• **ОТРЫВОК ДЛЯ ЧТЕНИЯ**
---*---
Имея два класса образования и не будучи докой ни в чем, он боялся тех, кто обладал конкретными знаниями, навыками, опытом. Они могли увидеть – и видели – его некомпетентность и управленческую беспомощность.
Он боялся своей обслуги – секретарей, адъютантов, охранников, водителей, поваров, домработниц, портных. Они могли быть – и были – осведомителями Лубянки.
Он боялся партийных чисток, «судов чести», персональных дел. Они могли его лишить – и лишили – партбилета.
Словом, генерируя страх, Каганович и сам всю свою долгую жизнь, вплоть до смертного часа, был подвержен страху. Возможно, именно здесь следует искать разгадку его политической и человеческой судьбы.
---*---
• **ЗАДАНИЕ 1**
Выпишите из отрывка о Кагановиче фрагмент, начиная со слов «Он боялся своей» и заканчивая словами «лишили – партбилета.».
• **ЗАДАНИЕ 2**
Как долго, согласно отрывку о Кагановиче, он сам был подвержен страху?

• **ИСХОДНЫЕ ДАННЫЕ**
---*---
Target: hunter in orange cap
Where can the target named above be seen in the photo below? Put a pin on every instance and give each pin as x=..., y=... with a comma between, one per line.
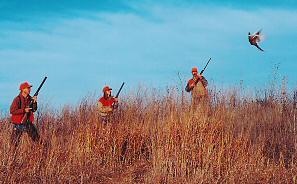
x=106, y=104
x=22, y=114
x=195, y=69
x=197, y=86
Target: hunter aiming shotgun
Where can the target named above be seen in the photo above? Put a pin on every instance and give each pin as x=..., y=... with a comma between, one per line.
x=115, y=104
x=31, y=102
x=196, y=80
x=118, y=93
x=205, y=66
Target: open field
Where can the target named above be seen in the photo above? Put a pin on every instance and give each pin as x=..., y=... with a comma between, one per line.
x=160, y=139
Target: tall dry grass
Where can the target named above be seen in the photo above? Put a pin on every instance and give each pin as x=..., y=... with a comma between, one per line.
x=156, y=138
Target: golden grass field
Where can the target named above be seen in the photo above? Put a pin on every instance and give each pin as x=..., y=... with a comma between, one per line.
x=156, y=138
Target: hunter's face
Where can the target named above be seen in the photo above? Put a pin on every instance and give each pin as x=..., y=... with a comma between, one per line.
x=27, y=91
x=108, y=93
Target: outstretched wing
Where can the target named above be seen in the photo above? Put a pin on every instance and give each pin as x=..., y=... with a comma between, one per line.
x=259, y=47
---*---
• **РЕШЕНИЕ ЗАДАНИЯ 1**
Он боялся своей обслуги – секретарей, адъютантов, охранников, водителей, поваров, домработниц, портных. Они могли быть – и были – осведомителями Лубянки.
Он боялся партийных чисток, «судов чести», персональных дел. Они могли его лишить – и лишили – партбилета.

• **РЕШЕНИЕ ЗАДАНИЯ 2**
Всю свою долгую жизнь, вплоть до смертного часа.